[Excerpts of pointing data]
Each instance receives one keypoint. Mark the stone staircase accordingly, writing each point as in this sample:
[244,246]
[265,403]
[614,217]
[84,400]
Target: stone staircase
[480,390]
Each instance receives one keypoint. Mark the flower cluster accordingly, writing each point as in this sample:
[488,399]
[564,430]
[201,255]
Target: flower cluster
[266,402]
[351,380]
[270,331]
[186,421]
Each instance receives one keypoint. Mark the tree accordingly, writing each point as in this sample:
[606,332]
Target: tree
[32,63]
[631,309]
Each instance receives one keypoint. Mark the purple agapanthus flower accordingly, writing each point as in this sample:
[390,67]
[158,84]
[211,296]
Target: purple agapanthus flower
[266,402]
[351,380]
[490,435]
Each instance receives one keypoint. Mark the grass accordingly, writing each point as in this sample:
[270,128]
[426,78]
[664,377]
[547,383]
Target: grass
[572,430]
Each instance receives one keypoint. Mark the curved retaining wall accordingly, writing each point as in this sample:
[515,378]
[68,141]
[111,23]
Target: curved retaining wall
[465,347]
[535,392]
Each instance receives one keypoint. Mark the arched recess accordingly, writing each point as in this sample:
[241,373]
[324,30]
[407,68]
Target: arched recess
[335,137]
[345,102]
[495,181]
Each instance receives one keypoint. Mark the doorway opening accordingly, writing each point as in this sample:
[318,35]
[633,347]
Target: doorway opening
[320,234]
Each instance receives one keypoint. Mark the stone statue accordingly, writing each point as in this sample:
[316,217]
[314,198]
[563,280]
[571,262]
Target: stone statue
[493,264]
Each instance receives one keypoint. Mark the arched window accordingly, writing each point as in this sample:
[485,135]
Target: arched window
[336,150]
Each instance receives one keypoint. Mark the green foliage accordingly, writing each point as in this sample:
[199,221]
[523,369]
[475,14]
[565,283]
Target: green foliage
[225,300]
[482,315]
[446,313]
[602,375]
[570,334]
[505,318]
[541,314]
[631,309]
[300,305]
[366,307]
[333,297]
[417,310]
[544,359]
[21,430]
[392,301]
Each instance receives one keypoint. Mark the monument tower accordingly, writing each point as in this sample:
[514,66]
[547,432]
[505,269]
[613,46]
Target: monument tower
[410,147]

...

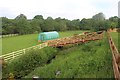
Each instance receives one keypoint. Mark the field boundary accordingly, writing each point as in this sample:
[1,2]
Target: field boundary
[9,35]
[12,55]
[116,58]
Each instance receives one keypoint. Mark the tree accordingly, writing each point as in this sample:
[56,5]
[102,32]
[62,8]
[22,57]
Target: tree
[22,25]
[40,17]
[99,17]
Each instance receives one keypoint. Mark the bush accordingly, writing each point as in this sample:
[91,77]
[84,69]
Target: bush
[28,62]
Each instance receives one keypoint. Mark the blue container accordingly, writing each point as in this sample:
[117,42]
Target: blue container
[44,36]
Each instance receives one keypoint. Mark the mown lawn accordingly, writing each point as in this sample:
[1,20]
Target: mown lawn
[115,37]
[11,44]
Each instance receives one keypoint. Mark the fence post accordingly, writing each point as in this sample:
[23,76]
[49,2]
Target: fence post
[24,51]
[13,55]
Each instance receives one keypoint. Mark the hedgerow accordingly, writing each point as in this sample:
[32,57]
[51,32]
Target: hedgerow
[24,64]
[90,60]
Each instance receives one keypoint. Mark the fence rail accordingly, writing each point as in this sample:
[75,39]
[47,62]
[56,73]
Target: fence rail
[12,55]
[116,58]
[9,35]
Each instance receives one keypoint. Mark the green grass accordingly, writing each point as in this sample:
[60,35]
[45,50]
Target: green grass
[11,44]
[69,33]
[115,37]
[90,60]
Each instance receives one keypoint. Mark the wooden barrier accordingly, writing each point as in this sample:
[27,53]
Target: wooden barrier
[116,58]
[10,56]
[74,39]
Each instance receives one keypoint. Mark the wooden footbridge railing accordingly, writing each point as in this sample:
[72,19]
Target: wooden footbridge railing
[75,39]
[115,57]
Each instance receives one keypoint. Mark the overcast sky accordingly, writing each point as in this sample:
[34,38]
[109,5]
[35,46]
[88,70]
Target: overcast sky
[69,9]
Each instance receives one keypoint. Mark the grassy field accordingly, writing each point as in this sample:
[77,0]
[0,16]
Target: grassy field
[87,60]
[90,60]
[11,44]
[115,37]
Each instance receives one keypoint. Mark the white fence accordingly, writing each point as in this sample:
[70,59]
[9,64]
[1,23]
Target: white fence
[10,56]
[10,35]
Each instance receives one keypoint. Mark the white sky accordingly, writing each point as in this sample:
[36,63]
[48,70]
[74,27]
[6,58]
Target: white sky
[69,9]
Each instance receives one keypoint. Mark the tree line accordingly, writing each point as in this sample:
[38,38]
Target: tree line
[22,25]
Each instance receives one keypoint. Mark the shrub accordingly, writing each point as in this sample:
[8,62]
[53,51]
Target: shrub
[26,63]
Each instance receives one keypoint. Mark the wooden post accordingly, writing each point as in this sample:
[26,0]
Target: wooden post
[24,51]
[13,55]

◆ STATED GOAL:
Report every line of the rows above that contains the string "footbridge".

◆ WRITTEN ANSWER:
Each instance receives one keypoint. Mark the wooden footbridge railing accordingly, writing each point as in this sample:
Target: wooden footbridge railing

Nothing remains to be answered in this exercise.